**What is being asked:**
Write out every record below exactly as it appears, omitting the pictures.

**Given data:**

-*-*-

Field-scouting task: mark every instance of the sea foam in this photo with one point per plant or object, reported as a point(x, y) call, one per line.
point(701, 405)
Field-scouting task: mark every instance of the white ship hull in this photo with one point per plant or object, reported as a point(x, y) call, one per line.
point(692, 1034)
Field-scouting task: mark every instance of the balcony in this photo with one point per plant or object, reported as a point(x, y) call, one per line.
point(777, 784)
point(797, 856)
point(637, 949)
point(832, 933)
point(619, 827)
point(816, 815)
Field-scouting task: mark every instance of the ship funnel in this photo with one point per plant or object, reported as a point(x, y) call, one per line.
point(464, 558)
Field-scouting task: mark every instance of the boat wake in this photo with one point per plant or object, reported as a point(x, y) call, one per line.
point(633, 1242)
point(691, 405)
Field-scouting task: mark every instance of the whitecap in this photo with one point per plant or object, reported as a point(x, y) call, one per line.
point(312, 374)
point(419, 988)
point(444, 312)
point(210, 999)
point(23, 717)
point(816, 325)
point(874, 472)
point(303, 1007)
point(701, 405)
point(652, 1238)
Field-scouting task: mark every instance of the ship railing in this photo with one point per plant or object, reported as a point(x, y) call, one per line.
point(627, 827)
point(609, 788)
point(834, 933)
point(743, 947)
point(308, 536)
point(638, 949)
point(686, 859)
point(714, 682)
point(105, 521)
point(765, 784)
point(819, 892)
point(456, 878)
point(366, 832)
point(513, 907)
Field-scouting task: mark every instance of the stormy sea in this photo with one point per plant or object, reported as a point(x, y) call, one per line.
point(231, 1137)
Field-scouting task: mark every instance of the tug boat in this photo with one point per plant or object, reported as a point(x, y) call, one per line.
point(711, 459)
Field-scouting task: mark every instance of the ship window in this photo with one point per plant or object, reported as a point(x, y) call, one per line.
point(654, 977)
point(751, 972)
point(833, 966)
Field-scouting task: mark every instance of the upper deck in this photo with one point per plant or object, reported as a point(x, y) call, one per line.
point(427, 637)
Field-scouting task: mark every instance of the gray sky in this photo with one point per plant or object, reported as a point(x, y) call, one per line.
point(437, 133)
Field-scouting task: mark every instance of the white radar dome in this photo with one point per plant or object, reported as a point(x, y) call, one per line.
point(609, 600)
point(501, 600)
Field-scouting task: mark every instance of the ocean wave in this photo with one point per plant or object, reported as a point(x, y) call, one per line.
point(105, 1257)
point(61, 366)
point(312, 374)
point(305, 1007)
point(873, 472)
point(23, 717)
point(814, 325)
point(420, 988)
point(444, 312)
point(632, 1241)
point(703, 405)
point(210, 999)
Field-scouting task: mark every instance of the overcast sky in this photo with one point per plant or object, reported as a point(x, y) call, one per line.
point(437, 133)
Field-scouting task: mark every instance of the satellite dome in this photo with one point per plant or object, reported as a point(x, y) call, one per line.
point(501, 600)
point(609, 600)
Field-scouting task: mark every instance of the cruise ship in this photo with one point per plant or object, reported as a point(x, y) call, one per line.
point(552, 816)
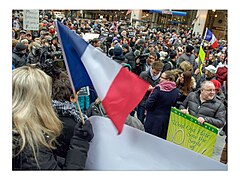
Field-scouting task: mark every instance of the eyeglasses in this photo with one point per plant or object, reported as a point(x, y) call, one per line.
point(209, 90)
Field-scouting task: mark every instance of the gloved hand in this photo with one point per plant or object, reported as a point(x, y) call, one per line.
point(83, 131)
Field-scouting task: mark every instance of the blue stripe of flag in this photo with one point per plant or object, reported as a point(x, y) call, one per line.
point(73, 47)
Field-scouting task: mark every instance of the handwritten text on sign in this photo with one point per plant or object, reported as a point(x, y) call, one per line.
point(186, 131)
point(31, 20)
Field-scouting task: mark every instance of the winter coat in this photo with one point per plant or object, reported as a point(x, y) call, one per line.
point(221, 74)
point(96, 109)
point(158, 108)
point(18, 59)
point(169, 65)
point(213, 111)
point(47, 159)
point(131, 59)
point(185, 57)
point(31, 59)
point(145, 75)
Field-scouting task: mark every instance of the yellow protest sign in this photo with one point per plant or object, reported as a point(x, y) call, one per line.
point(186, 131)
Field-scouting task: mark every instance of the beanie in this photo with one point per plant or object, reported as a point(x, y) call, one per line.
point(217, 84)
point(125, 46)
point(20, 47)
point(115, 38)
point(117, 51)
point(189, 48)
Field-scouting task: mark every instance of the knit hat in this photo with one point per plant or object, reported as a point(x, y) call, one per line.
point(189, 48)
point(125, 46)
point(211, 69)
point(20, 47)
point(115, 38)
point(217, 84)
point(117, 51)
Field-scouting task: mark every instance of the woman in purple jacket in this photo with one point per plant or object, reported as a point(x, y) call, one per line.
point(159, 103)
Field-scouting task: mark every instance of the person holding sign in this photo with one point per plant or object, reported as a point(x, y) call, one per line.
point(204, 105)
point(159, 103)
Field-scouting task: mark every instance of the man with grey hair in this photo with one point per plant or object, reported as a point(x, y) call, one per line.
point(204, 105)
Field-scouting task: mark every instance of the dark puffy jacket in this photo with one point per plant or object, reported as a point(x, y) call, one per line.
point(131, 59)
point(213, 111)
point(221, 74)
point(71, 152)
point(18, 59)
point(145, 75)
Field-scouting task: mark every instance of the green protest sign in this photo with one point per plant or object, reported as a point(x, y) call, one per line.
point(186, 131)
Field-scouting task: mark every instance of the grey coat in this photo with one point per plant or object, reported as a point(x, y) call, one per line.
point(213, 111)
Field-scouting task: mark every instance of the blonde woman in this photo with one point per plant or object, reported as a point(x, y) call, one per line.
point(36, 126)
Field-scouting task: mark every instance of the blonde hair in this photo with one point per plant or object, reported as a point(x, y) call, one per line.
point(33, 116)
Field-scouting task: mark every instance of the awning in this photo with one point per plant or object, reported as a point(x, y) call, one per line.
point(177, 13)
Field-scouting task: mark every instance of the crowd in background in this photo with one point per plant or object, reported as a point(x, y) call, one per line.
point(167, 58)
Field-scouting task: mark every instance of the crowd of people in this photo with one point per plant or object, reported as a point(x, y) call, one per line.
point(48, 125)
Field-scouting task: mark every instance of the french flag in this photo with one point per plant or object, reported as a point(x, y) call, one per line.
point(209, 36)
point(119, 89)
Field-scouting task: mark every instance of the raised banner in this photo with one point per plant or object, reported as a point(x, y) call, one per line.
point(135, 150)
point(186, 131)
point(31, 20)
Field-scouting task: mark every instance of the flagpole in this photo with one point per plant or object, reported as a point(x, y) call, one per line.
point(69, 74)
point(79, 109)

-*-*-

**Completed task:**
Field-scouting task: mark every instance of the sea foam in this photo with one point per plant or object, reported as a point(x, y) call, one per line.
point(701, 405)
Field-scouting task: mark every instance of the white ship hull in this photo with one point per plant or object, reported as a point(x, y) call, one per line.
point(692, 1034)
Field-scouting task: mark every instance of the balcony in this photo with one point per plant or object, reported as a point(x, y) call, one per line.
point(777, 784)
point(797, 856)
point(637, 949)
point(832, 933)
point(619, 827)
point(816, 815)
Field-scouting task: mark every instance of the ship funnel in this photo with one point per plant or object, reported as a point(x, y) call, one per line.
point(464, 558)
Field-scouting task: mark every instance of the boat wake in this photo with one point per plant or object, reported as a point(x, y) call, one per line.
point(633, 1242)
point(691, 405)
Field-scouting task: mark every instance of the whitecap in this photo with one point per plant or object, reported as a point(x, y) call, one per line.
point(312, 374)
point(419, 988)
point(444, 312)
point(210, 999)
point(23, 717)
point(816, 325)
point(874, 472)
point(303, 1007)
point(701, 405)
point(652, 1238)
Field-scouting task: mark every instance of the ship railing in this photo with one point per plant or object, reported as a point(x, y) call, one per line.
point(627, 827)
point(609, 788)
point(834, 933)
point(743, 947)
point(308, 536)
point(638, 949)
point(686, 859)
point(714, 682)
point(105, 521)
point(765, 784)
point(819, 892)
point(456, 878)
point(366, 832)
point(513, 907)
Field-scouting task: mark every instance of the stormy sea in this photo with one point per plant or object, reported as a point(x, y) call, one per line.
point(231, 1137)
Field-scouting task: mark every instance of the tug boat in this photo with one point per plant or object, reported as a point(x, y) call, one per line.
point(711, 459)
Field-scouting task: mark every instance of the ship window in this photo with one point per plant or object, reported as a point(x, y) call, one per line.
point(654, 977)
point(751, 972)
point(833, 966)
Field-scouting task: mark every instance of the upper deck in this photo with one point per plant or object, reported as a point(x, y) call, one per line.
point(427, 637)
Field-scouting task: mark every instance of the gray sky in this photo with one point per plant or object, reported as a point(x, y) call, one per line.
point(437, 133)
Field-scouting task: mark every instance of the white radar dome in this photo with one point per plant or object, reported as a point(x, y) call, one per line.
point(609, 600)
point(501, 600)
Field-scouting task: mark every instance of the ocean wave in this photo with one point per plant or object, reported as a point(x, y) call, one per line.
point(105, 1257)
point(61, 366)
point(312, 374)
point(305, 1007)
point(873, 472)
point(23, 717)
point(814, 325)
point(420, 988)
point(444, 312)
point(632, 1241)
point(703, 405)
point(210, 999)
Field-scouting task: mark every instance of the overcast sky in this photo with one point per plant or object, reported as a point(x, y) call, one per line.
point(437, 133)
Field-scouting task: mark every instance of the satellite dome in this photo with one point per plant or object, reported as a point(x, y) call, one per line.
point(501, 600)
point(609, 600)
Field-scouting task: mark every instance of the cruise ship in this photo with one point per plant or object, reported as a point(x, y) call, one per line.
point(552, 816)
Field-scouting task: mark every instance of the eyeglasses in this photo with one point per plant or object, reported as a point(x, y) call, one per line.
point(209, 90)
Field-scouting task: mark every instance of the gloved hand in this photo with one point per plant or object, reported as a point(x, y) call, one per line.
point(83, 131)
Field-scouting task: mark every instance of the blue stripe of flag in this photo with one point per plant or object, reported as a point(x, y) call, one per line.
point(73, 47)
Field-scouting task: mark every instance of the handwritten text on sign in this photo with one point per plant or object, reported as a point(x, y) call, one per line.
point(186, 131)
point(31, 20)
Field-scouting task: mark every instance of the winter coat in this photo with one point per plant or object, reported as a point(x, y) call, one per line.
point(221, 74)
point(96, 109)
point(158, 108)
point(18, 59)
point(169, 65)
point(213, 111)
point(47, 159)
point(131, 59)
point(185, 57)
point(31, 59)
point(145, 75)
Field-scouting task: mark every instance of the yellow protest sign in this photo with one point per plant or object, reported as a point(x, y) call, one per line.
point(186, 131)
Field-scouting task: mark every instance of the beanie in this photo with one point per plant or object, reported as a point(x, y) call, one per line.
point(217, 84)
point(125, 46)
point(20, 47)
point(115, 38)
point(117, 51)
point(189, 48)
Field-scouting task: mark every instance of the knit hat in this photo with one point per plant or object, reported as a point(x, y) call, one per line.
point(189, 48)
point(125, 46)
point(211, 69)
point(20, 47)
point(115, 38)
point(217, 84)
point(117, 51)
Field-scouting task: mark every instance of the woman in purple jacket in this photo with one point per plant or object, reported as a point(x, y) call, one per line.
point(159, 103)
Field-scouting task: mark every instance of the person holding sign in this photo with one point per plant or object, reported as a point(x, y) call, one per line.
point(204, 105)
point(159, 103)
Field-scouting task: mark every instance of the man with grey hair in this photo with one point per plant or object, reported as a point(x, y) call, one per line.
point(204, 105)
Field-scouting task: mark every instance of the dark puffy jacket in this photo with one point per plant or object, reported as a point(x, y) call, one per line.
point(131, 59)
point(213, 111)
point(221, 74)
point(71, 152)
point(18, 59)
point(145, 75)
Field-scouting task: mark every instance of the green protest sign in this photo with one point per plant or object, reported as a point(x, y) call, one per line.
point(186, 131)
Field-scouting task: mark every instance of the grey coat in this photo with one point per plant or object, reported as a point(x, y) call, one per line.
point(213, 111)
Field-scouting task: mark every instance of the blonde woman in this photo with one point per plant or object, reported as a point(x, y) call, one per line.
point(36, 126)
Field-scouting task: mark every instance of the blonde hair in this photo with one point per plant or object, reported as a point(x, y) call, one per line.
point(33, 116)
Field-scouting task: mark every instance of the awning in this photo with one point per plant or object, reported as a point(x, y) call, one per line.
point(177, 13)
Field-scouting task: mark every instance of the crowd in background in this photo with one point per plant or object, reported as a point(x, y) call, one per line.
point(167, 58)
Field-scouting task: mark every instance of the crowd of people in this photo with one point per plant or object, reported as a point(x, y) call, one per line.
point(48, 125)
Field-scouting task: mark every instance of the french flag in this photo with one point per plant or object, reported as a point(x, y) call, one per line.
point(209, 36)
point(119, 89)
Field-scouting task: mark every instance of the raised banner in this photo with one point per plant or object, reported as a point(x, y) call, one per line.
point(135, 150)
point(186, 131)
point(31, 20)
Field-scouting task: mark every instance of the flagpole in this photo with one point per plant or object, reported as a point(x, y) call, one per line.
point(69, 74)
point(79, 109)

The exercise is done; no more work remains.